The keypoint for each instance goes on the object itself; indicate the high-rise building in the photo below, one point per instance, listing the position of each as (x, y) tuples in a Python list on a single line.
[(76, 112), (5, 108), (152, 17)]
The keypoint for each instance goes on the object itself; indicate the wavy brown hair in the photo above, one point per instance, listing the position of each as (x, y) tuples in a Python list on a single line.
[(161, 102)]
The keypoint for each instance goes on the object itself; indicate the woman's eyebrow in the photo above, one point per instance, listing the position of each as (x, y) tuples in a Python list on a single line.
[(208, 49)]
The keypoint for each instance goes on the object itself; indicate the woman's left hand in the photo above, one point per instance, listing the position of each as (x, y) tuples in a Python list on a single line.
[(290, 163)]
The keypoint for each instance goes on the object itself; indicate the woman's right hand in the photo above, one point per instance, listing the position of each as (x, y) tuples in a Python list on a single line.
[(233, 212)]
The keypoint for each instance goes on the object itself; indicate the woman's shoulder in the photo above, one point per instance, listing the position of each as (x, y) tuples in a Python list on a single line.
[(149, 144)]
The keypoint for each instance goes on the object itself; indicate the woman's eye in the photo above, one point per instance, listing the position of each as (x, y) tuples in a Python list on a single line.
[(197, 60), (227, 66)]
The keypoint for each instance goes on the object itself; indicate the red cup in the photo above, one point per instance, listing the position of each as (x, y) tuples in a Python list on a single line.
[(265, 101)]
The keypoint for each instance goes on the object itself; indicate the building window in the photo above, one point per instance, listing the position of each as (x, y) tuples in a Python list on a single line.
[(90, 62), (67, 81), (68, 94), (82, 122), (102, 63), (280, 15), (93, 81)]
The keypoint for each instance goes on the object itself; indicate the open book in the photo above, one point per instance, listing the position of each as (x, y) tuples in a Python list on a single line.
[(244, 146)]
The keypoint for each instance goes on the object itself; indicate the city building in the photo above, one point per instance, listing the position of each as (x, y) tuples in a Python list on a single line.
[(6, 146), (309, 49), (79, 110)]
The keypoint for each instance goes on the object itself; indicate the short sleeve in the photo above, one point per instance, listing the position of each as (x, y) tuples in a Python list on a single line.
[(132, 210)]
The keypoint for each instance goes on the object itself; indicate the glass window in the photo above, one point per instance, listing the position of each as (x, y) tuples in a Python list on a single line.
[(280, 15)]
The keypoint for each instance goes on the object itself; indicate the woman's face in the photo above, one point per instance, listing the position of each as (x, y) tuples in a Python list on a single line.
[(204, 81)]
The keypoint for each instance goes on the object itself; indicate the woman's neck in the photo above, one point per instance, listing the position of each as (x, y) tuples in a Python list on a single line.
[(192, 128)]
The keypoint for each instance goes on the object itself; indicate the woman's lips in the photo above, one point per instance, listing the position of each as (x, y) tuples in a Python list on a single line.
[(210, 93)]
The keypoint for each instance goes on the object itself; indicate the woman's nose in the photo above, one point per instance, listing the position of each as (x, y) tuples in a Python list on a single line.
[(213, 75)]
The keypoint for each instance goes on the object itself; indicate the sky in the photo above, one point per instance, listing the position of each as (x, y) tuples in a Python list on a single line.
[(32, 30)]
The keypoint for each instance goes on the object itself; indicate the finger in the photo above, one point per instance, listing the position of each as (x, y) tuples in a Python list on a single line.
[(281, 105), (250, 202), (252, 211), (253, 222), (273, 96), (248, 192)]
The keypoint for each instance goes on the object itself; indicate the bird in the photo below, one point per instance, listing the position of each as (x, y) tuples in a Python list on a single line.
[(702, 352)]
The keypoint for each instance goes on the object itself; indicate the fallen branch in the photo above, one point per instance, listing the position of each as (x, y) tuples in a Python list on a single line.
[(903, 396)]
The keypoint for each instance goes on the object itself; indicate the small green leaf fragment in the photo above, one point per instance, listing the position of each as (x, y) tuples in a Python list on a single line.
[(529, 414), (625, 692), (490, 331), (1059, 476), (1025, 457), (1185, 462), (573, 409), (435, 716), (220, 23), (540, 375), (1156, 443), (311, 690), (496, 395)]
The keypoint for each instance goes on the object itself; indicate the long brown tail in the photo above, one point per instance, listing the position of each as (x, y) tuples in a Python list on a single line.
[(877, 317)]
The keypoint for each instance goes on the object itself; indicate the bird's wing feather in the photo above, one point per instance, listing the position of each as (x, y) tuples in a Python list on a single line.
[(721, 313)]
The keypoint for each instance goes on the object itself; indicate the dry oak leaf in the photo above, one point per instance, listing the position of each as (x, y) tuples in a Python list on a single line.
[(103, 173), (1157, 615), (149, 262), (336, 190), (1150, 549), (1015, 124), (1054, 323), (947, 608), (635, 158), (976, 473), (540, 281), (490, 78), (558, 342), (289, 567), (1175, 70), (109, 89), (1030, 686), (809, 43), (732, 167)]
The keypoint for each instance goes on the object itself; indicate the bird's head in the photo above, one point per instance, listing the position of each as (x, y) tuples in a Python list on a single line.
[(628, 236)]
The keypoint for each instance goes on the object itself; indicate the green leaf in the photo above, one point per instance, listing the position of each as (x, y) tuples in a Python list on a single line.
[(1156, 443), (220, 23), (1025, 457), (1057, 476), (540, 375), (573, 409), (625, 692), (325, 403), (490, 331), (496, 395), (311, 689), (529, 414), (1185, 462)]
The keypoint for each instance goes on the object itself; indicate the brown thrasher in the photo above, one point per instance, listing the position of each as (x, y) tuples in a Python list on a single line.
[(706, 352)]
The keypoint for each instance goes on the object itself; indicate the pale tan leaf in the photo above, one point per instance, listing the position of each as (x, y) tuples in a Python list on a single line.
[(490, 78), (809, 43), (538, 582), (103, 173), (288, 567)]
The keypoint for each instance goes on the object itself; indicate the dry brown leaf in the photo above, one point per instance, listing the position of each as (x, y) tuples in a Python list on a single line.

What you need to do: All of the data above needs to be given again exactly.

Task solution:
The keypoint for each instance goes on the object itself; indicate the high-rise building in the photo below, one point per instance, listing the position of each as (x, y) tuples in a Python list on a single line.
[(76, 112), (5, 108), (152, 17)]
The keypoint for each instance goes on the object itself; indicate the wavy brown hair in the photo above, one point per instance, listing the position of each as (x, y) tuples in a Python list on a single line.
[(161, 102)]
The keypoint for each instance goes on the object itself; indicate the woman's eyebrow in the photo above, one point per instance, listing the position of each as (x, y) tuples in a Python list on a single line.
[(208, 49)]
The keypoint for each instance goes on the object itself; indicate the woman's left hand in the photo above, one point per instance, listing the position of each as (x, y) tuples in a Python list on a single line.
[(290, 163)]
The keypoint for each instance goes on the object itself; indicate the woman's right hand in the photo above, one point per instance, listing the position of each as (x, y) tuples in a Python list on a single line.
[(233, 212)]
The keypoint for each instance goes on the object itself; indicate the woman's shoulder in the photo above, one point per instance, listing the position of each as (x, y) tuples in a Python list on a single line.
[(149, 144)]
The keypoint for each instance goes on the object itself; indicate the woman's eye in the photo above, one point per instance, listing the position of each as (x, y) tuples in a Python list on a single line.
[(197, 60), (227, 66)]
The keypoint for each instance goes on the object itself; indicate the red cup in the photo above, one point per instance, listing the position of each as (x, y) tuples in a Python list on a single line.
[(265, 101)]
The keypoint for each instance goes on the object itself; indicate the building window in the photo above, one point per instance, listing the position of each as (x, y) tuples in a Python list on a single line.
[(90, 62), (67, 81), (68, 94), (82, 122), (102, 63), (280, 15), (93, 81)]
The keypoint for each instance goes on the object itself; indicate the open book in the photo above, one point per instance, listing the position of each as (x, y) tuples in a Python list on a single line.
[(244, 146)]
The keypoint for each instance goes on the object itself; indicate the city building in the photo above, one point per instance, listing the position of each as (x, y) tuples in a Python list on a single line.
[(6, 146), (309, 49), (79, 110)]
The keypoint for each instance goes on the object itself; indicate the short sleeve in the photo above, one point per instance, listing the position of each as (x, y) tuples in a Python list on a single line.
[(132, 210)]
The keypoint for each instance goes on the object itself; indicate the glass window in the photo above, one point per instance, listing the position of each as (x, y) tuples in a Python list on a single line.
[(280, 15)]
The keypoint for each instance goes on the object itself; indicate the woman's face in the photo above, one point per instance, listing the position of each as (x, y) tuples in a Python list on a single line.
[(204, 81)]
The keypoint for each instance goes on the object itself; indicate the woman's neck in the photo above, one point per instance, listing the position of each as (x, y) tuples in a Python list on a single line.
[(192, 128)]
The keypoint for each instance goes on the object itself; indicate the woman's lips in the photo above, one point per instance, listing the position of each as (x, y) tuples in a Python list on a single line.
[(210, 93)]
The keypoint for each instance goes on the object itself; indicate the woman's nose in the photo above, one point per instance, listing the position of each as (x, y) tuples in a Python list on a single line.
[(213, 75)]
The keypoint for each instance goes on the object itself; indicate the sky in the photo above, one point per instance, listing the position of each as (x, y) tuples in a Python list on a single line.
[(32, 30)]
The keypoint for each instance goes on the object itself; indicate the finger in the photo above, one point per instance, listing the position of each as (x, y) tuples in a Python list on a single line.
[(281, 105), (250, 202), (252, 211), (253, 222), (273, 96), (248, 192)]
The keypoint for each instance goes on the object itself; indicate the bird in the photo below, one point per instance, listing the position of each as (x, y) tuples in a Python list on a single line.
[(702, 352)]
The keypoint for each instance goes on the object itself; indicate the fallen branch in the photo above, one point per instance, listing the position of each as (x, y) tuples in a Python list on a single line.
[(903, 396)]
The keypoint for each instance goes on the object itself; indicate the small green leaf fragment in the photo above, one point per instance, listing the position of each as (x, y) tuples in a Python list on a single line.
[(529, 414), (625, 692), (490, 331), (1059, 476), (1025, 457), (1185, 462), (573, 409), (435, 716), (220, 23), (540, 375), (1156, 443), (311, 690), (496, 395)]
The keypoint for each instance goes on the object itself; indicate the long brown tail in the photo above, one point per instance, listing the position of each as (x, y) tuples in a Python list on a single line.
[(877, 317)]
The keypoint for each instance goes on the object itself; indicate the bird's wing feather in the photo above, one point per instance, listing the position of each as (x, y) tuples in a Python list on a single line.
[(721, 313)]
The keypoint for each instance goes on the object itself; indicate the dry oak leaf in the photo above, one point per instance, listing the position of each as (x, y) tuples in a Python list on a single line.
[(103, 173), (1157, 615), (149, 262), (336, 190), (1150, 549), (1015, 124), (1054, 323), (947, 608), (635, 158), (976, 473), (540, 281), (490, 78), (558, 342), (289, 567), (1175, 70), (109, 89), (1030, 686), (809, 43), (732, 167)]
The keypoint for each instance goes on the object itself; indicate the bird's head in the photo above, one point per instance, listing the position of each as (x, y) tuples in a Python list on a single line.
[(628, 236)]
The keypoint for each instance goes on the object itself; indicate the green leaf in the photo above, one point per instance, listing the position of each as (x, y) tuples in a Python list on a single line.
[(1156, 443), (220, 23), (1025, 457), (1057, 476), (540, 375), (573, 409), (625, 692), (325, 403), (490, 331), (496, 395), (311, 689), (529, 414), (1185, 462)]
The keypoint for each instance goes on the object itself; indicate the brown thrasher in the photo above, one point per instance, listing the position of each as (x, y) tuples in a Python list on a single line.
[(706, 352)]
The keypoint for each instance goes on the object itself; indicate the pale tan leaf in the photo above, one point per instance, listing the position of each as (x, y) tuples in a Python list on a single line.
[(490, 78), (809, 43), (538, 582), (103, 173), (288, 567)]
The keypoint for each instance goes on the object itself; indicate the dry brown leaf in the photo above, one point per instance, listing the position of each as (x, y) tuples in a Python list on a single line.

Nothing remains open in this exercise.